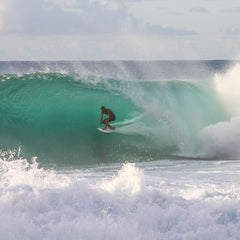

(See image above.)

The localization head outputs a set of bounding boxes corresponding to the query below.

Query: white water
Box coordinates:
[0,153,240,240]
[200,64,240,159]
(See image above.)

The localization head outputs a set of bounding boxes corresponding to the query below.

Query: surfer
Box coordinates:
[100,106,115,130]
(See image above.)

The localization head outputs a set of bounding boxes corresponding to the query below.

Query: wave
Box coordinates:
[0,72,232,164]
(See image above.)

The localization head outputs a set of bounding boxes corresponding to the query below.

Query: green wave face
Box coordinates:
[0,73,227,164]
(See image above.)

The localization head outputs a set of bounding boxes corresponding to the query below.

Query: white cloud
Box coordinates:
[0,0,196,36]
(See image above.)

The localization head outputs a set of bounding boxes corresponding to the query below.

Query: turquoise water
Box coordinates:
[0,61,240,240]
[0,73,228,165]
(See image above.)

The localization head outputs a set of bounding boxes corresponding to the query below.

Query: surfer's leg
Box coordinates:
[108,118,115,130]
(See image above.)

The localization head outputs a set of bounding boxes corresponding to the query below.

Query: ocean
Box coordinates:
[0,60,240,240]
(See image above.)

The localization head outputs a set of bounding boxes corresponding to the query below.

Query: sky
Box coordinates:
[0,0,240,61]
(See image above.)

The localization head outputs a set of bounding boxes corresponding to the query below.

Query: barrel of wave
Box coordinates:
[0,73,142,164]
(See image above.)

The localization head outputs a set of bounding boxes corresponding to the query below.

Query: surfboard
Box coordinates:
[97,128,114,133]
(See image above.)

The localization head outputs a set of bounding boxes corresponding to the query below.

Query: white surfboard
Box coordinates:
[97,128,114,133]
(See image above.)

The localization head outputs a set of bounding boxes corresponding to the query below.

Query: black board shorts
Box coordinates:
[109,114,116,122]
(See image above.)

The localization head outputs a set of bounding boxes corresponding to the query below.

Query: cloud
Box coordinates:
[0,0,193,36]
[223,7,240,14]
[145,24,197,36]
[190,6,208,13]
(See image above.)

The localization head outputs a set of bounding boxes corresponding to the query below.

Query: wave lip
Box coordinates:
[0,65,234,164]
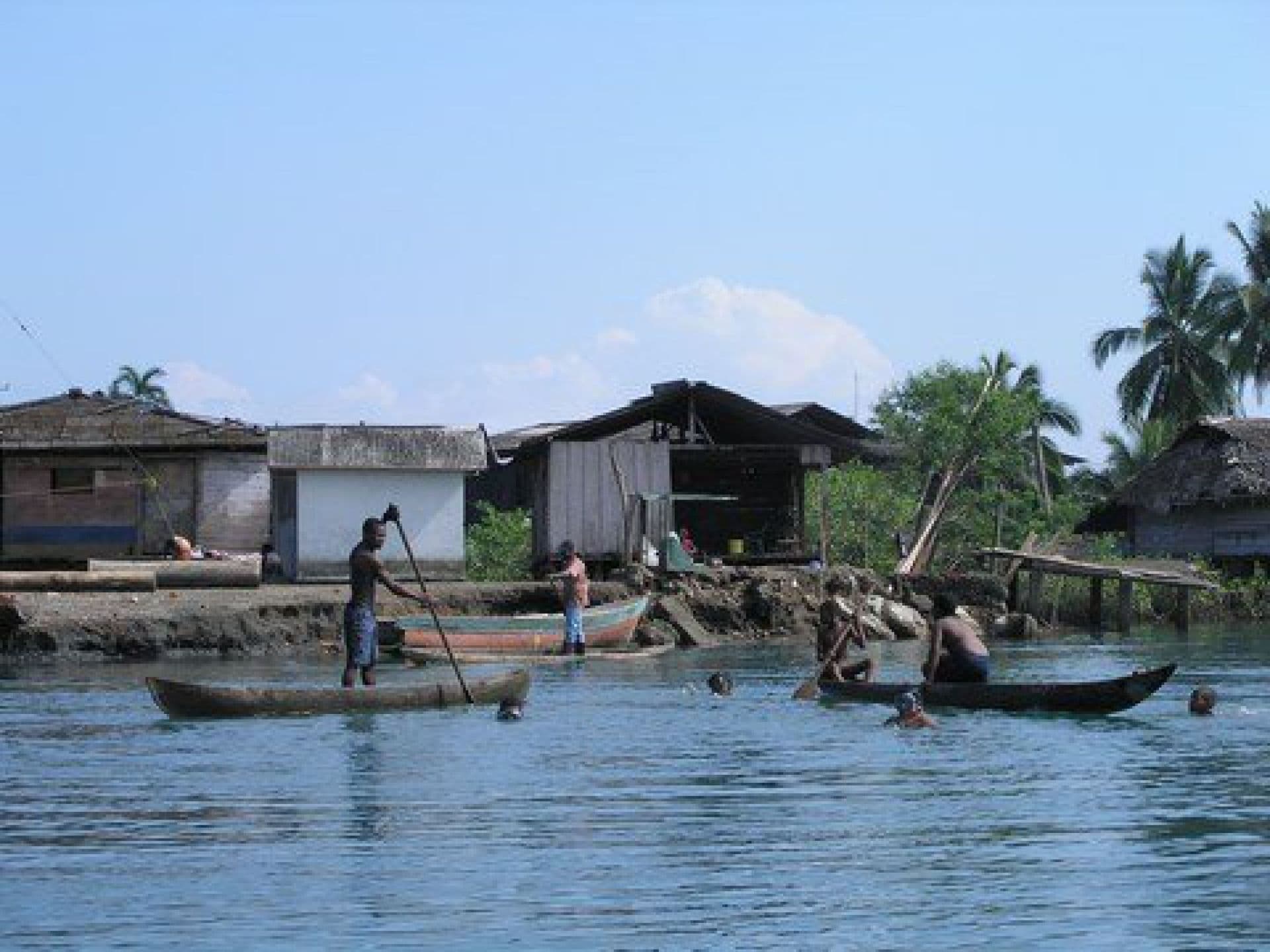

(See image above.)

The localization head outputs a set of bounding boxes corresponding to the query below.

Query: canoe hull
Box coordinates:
[820,664,1177,713]
[146,670,530,717]
[396,595,648,655]
[399,645,675,664]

===

▶ **AIM OF THE EXERCISE**: Extract every line of the records above verbatim, omitting the pictures.

▶ **EXERCISE OUTPUT**:
(See image above.)

The localization head outputs a set of bounding boxes corresponding to the query below.

Query: white water
Box coordinates:
[0,153,240,240]
[200,64,240,159]
(See image above.)

The localization head outputs a set of bounding boxes corresponding to the query below.

Query: surfer
Box coordinates:
[100,106,115,130]
(See image above.)

The localization head outputs a set of bounding boxes corresponding to the query below.

Query: wave
Box coordinates:
[0,72,232,164]
(See image above.)

The localization head outputs a set of bounding boxes corresponding to the query below.

Query: green wave face
Box coordinates:
[0,73,227,164]
(See image above.)

The localization head outputs a set of bounding boxes corresponding to the query below.

Query: white cloud
Box coordinates:
[0,0,196,36]
(See image above.)

The localization head outputs a set of bounding boxes corresponding to the query below.

Query: turquoise water
Box coordinates:
[0,61,240,240]
[0,73,228,165]
(See image above.)

The localization head outputs a set of bounding boxes corresponding to the query below.

Query: surfer's leg
Box coordinates:
[108,118,115,130]
(See image above.)

The localization head outputs a set of bounding boxes corresponding to the query below.

Query: ocean
Box coordinates:
[0,60,240,240]
(See image above.)

The localization head outputs a set of bounding boxes corresponding to the query below.

Query: sky
Box coordinates:
[0,0,240,61]
(See image above.)

The localization head outputs a set of bounding boxes corresponding to the query below.

Query: barrel of wave
Box coordinates:
[0,73,142,164]
(See image above.)

The localization head outputs a set of bounding boxes corresponding to the query below.

Query: surfboard
Box coordinates:
[97,128,114,133]
(See image above.)

The localization head outputs a set of bounding boxes corresponding to the query below.

Query: white surfboard
Box coordinates:
[97,128,114,133]
(See image above.)

The localization head outputs a set of bounding boxes corresponding to the query below.

Query: black board shorts
Box coordinates:
[109,114,116,122]
(See image above.)

The localization head outputs a set of bounding boxes corresponding to the query below.

Query: cloud
Box coordinates:
[0,0,193,36]
[223,7,240,14]
[145,24,197,36]
[190,6,208,13]
(See image above.)

The localization head outputs a set of bounding boxes corresponding to the query below.

Query: wave lip
Box coordinates:
[0,65,234,164]

(See image above.)

The localization head outputs a set of bounding boxes corresponding to the query below.

Query: canoe hull
Box coordinates:
[820,664,1177,713]
[146,670,530,717]
[396,595,648,655]
[399,645,675,664]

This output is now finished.